Collected data:
□ □ □ □

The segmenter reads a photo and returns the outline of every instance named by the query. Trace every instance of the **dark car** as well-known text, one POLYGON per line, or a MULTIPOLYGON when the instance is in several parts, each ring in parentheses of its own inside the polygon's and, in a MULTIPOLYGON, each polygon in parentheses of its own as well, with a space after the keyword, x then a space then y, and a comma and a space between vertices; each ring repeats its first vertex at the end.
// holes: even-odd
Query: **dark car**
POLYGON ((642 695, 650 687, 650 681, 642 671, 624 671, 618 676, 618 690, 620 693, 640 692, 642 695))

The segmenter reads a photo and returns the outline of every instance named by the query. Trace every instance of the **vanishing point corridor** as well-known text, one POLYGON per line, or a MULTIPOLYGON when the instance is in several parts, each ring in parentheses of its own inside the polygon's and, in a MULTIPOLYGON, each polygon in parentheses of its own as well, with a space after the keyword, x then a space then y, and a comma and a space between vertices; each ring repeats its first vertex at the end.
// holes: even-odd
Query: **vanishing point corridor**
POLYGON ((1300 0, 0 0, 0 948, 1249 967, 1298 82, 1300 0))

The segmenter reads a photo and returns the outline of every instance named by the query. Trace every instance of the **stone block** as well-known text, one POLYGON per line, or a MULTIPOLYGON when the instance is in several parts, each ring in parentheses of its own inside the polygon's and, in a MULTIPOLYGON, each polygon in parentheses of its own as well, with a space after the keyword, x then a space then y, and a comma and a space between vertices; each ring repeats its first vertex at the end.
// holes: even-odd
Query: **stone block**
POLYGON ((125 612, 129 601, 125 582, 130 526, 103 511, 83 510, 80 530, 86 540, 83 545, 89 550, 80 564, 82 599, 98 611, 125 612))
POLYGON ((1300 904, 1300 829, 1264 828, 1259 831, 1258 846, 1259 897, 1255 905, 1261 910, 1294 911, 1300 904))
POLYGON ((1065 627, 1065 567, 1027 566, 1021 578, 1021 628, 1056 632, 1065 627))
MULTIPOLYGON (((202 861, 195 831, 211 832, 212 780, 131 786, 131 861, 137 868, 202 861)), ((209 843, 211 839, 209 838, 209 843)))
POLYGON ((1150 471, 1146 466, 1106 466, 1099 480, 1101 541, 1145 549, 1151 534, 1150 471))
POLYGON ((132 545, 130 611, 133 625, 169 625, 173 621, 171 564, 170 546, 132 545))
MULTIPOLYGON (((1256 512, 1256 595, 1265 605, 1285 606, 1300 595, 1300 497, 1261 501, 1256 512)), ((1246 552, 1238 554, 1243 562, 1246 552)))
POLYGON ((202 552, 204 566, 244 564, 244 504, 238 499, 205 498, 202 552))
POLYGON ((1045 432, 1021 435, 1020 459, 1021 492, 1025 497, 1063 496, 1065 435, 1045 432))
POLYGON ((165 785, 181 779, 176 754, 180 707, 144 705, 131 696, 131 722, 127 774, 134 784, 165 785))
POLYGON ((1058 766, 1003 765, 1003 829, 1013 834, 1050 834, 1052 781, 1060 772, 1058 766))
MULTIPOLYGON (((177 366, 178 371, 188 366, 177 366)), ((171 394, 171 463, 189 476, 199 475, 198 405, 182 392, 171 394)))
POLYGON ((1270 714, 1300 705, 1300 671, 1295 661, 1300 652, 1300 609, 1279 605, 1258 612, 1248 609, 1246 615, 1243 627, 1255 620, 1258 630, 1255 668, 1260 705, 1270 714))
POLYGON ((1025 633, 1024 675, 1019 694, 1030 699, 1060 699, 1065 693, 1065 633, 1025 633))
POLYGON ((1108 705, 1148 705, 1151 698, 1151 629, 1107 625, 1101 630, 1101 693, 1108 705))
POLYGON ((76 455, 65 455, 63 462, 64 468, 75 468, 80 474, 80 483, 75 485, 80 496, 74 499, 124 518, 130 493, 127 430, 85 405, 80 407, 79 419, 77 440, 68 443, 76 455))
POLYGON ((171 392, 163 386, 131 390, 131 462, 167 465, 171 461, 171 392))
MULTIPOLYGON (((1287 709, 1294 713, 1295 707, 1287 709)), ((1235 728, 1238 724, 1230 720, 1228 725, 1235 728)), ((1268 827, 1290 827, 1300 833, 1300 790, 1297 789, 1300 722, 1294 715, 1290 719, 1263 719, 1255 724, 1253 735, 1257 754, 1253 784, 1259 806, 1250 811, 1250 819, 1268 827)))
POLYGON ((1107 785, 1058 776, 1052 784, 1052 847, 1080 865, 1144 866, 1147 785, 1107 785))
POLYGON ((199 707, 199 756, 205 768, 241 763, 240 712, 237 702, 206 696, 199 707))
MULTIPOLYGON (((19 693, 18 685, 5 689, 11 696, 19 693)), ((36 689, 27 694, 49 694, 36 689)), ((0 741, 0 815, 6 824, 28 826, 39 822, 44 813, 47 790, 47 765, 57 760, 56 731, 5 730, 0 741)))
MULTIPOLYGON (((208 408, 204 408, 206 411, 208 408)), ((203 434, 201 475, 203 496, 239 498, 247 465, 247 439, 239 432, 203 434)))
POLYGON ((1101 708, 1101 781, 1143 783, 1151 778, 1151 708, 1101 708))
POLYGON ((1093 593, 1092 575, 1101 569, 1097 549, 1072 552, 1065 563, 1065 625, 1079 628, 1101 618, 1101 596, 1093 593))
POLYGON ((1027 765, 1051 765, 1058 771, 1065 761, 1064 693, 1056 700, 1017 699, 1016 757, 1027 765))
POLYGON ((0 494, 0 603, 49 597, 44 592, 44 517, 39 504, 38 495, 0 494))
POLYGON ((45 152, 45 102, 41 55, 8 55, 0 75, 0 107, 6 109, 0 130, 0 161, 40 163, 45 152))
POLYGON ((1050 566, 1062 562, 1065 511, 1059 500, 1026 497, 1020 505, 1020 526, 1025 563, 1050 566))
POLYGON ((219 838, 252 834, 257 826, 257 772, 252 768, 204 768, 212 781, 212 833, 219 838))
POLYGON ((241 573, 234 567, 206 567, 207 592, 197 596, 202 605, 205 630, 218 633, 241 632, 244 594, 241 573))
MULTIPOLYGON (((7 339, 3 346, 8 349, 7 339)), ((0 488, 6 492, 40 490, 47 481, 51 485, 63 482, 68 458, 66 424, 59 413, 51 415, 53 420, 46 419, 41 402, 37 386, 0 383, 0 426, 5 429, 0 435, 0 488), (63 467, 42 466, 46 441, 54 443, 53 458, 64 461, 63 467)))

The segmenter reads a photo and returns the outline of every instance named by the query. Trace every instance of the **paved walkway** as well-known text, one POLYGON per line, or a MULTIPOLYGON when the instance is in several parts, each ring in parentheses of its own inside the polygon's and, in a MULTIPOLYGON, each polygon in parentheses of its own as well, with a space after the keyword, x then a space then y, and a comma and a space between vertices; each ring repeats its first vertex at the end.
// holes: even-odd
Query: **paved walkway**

□ □ □ □

AIM OF THE EXERCISE:
The required output is the full set of entries, reproduced verbatim.

COMPLETED TASK:
The segmenter reads a photo and returns the outline of every instance named by the query. Trace every instance of the **dark car** as well-known text, one POLYGON per line, or a MULTIPOLYGON when the instance is in several parts, each ring in parentheses of its own inside the polygon's and, in a MULTIPOLYGON, each polygon in parentheses of its own as well, with a space after the keyword, x then a space then y, and a comma and a space between vertices; each ring repeats its first vertex at the end.
// holes: even-odd
Query: **dark car**
POLYGON ((642 695, 650 687, 650 681, 642 671, 624 671, 618 676, 618 690, 620 693, 640 692, 642 695))

The segmenter reads a photo and returns the outline of every instance named by the query. Trace every instance of the **vanishing point corridor** as well-known text, one POLYGON per line, or a MULTIPOLYGON when the instance is in several parts, each ring in parentheses of its own inside the polygon's and, in a MULTIPOLYGON, each polygon in parentheses of its own as well, with a space after the keyword, x then a space then y, and a comma and a space between vertices; each ring repeats its first vertex at the end.
// holes: even-odd
Query: **vanishing point corridor**
POLYGON ((1300 0, 0 0, 0 948, 1249 967, 1298 82, 1300 0))

The segmenter reads a photo and returns the outline of every instance named by the query. Trace every instance of the **stone block** as well-known text, one POLYGON per line, or a MULTIPOLYGON when the instance is in several parts, each ring in parentheses of its own inside the polygon's and, in a MULTIPOLYGON, each polygon in parentheses of its own as well, with a space after the keyword, x then a space then y, and a comma and a space between vertices; each ring repeats its first vertex at the end.
// holes: even-odd
Query: **stone block**
POLYGON ((125 612, 129 601, 125 582, 130 526, 103 511, 83 510, 80 530, 86 540, 83 545, 89 550, 80 564, 82 599, 98 611, 125 612))
POLYGON ((1300 904, 1300 829, 1264 828, 1259 831, 1258 846, 1259 897, 1255 905, 1261 910, 1294 911, 1300 904))
POLYGON ((1065 627, 1065 567, 1027 566, 1021 578, 1021 628, 1056 632, 1065 627))
MULTIPOLYGON (((202 861, 195 831, 211 832, 212 780, 131 786, 131 861, 137 868, 202 861)), ((209 843, 211 839, 209 838, 209 843)))
POLYGON ((1150 471, 1146 466, 1106 466, 1099 480, 1101 541, 1145 549, 1151 534, 1150 471))
POLYGON ((132 545, 130 611, 133 625, 169 625, 173 621, 171 564, 170 546, 132 545))
MULTIPOLYGON (((1256 512, 1256 595, 1265 605, 1285 606, 1300 595, 1300 497, 1261 501, 1256 512)), ((1246 552, 1238 554, 1243 562, 1246 552)))
POLYGON ((202 552, 204 566, 244 564, 244 504, 238 499, 205 498, 202 552))
POLYGON ((1045 432, 1021 435, 1020 459, 1021 492, 1025 497, 1063 496, 1065 435, 1045 432))
POLYGON ((165 785, 181 779, 176 754, 180 707, 144 705, 131 696, 131 722, 127 774, 134 784, 165 785))
POLYGON ((1058 766, 1003 765, 1003 829, 1013 834, 1050 834, 1052 781, 1060 772, 1058 766))
MULTIPOLYGON (((177 366, 178 371, 188 366, 177 366)), ((171 394, 171 463, 189 476, 199 475, 198 405, 182 392, 171 394)))
POLYGON ((1270 714, 1300 705, 1300 671, 1295 661, 1300 652, 1300 609, 1279 605, 1258 612, 1248 609, 1246 615, 1243 627, 1255 620, 1258 630, 1255 668, 1260 705, 1270 714))
POLYGON ((1025 633, 1024 675, 1019 694, 1030 699, 1060 699, 1065 693, 1065 633, 1025 633))
POLYGON ((1108 705, 1148 705, 1151 698, 1151 629, 1107 625, 1101 630, 1101 693, 1108 705))
POLYGON ((76 455, 65 455, 63 462, 64 468, 75 468, 80 474, 80 483, 75 485, 80 496, 74 499, 124 518, 130 493, 127 430, 85 405, 80 407, 79 419, 77 440, 68 443, 76 455))
POLYGON ((171 392, 163 386, 131 390, 131 462, 167 465, 171 461, 171 392))
MULTIPOLYGON (((1287 709, 1294 713, 1295 707, 1287 709)), ((1235 728, 1238 724, 1230 720, 1228 725, 1235 728)), ((1268 827, 1290 827, 1300 833, 1300 790, 1297 789, 1300 722, 1294 715, 1290 719, 1263 719, 1255 724, 1253 735, 1257 754, 1253 784, 1259 806, 1250 811, 1250 819, 1268 827)))
POLYGON ((1107 785, 1058 776, 1052 784, 1052 847, 1080 865, 1144 866, 1147 785, 1107 785))
POLYGON ((199 707, 199 756, 205 768, 241 763, 240 712, 237 702, 206 696, 199 707))
MULTIPOLYGON (((19 693, 18 685, 5 689, 11 696, 19 693)), ((36 689, 27 694, 49 694, 36 689)), ((0 741, 0 815, 6 824, 28 826, 39 822, 44 813, 47 790, 47 765, 57 760, 56 731, 5 730, 0 741)))
MULTIPOLYGON (((208 408, 204 408, 206 411, 208 408)), ((203 434, 201 475, 203 496, 239 498, 247 465, 247 439, 239 432, 203 434)))
POLYGON ((1101 708, 1101 781, 1143 783, 1151 778, 1151 708, 1101 708))
POLYGON ((1093 593, 1092 575, 1101 569, 1097 549, 1072 552, 1065 563, 1065 625, 1079 628, 1101 618, 1101 596, 1093 593))
POLYGON ((1027 765, 1051 765, 1058 771, 1065 761, 1064 693, 1056 700, 1017 699, 1016 757, 1027 765))
POLYGON ((0 494, 0 603, 49 597, 44 592, 44 517, 39 504, 38 495, 0 494))
POLYGON ((45 152, 45 102, 41 55, 8 55, 0 75, 0 107, 6 109, 0 130, 0 161, 40 163, 45 152))
POLYGON ((1050 566, 1062 562, 1065 511, 1059 500, 1026 497, 1020 505, 1020 526, 1025 563, 1050 566))
POLYGON ((219 838, 252 834, 257 826, 257 772, 252 768, 204 768, 212 781, 212 833, 219 838))
POLYGON ((241 573, 234 567, 206 567, 207 592, 197 596, 202 605, 205 630, 218 633, 241 632, 244 594, 241 573))
MULTIPOLYGON (((7 339, 3 346, 8 349, 7 339)), ((0 488, 6 492, 40 490, 47 481, 51 485, 63 482, 68 458, 66 424, 59 413, 51 415, 53 420, 46 419, 41 402, 37 386, 0 383, 0 426, 5 429, 0 435, 0 488), (63 467, 42 466, 46 441, 54 443, 53 458, 64 461, 63 467)))

The segmenter reads a photo and returns the outline of every instance named by the query. Trace every instance of the **paved walkway** as well-known text, one POLYGON per line, or a MULTIPOLYGON when the instance is in several parts, each ring in parentheses of its own inside the polygon's and, in a MULTIPOLYGON, each polygon in parentheses of its own as well, with a space after the keyword, x then a space then y, and a comma and a space between vertices; each ring repeats its first vertex at the end.
// holes: even-odd
Query: **paved walkway**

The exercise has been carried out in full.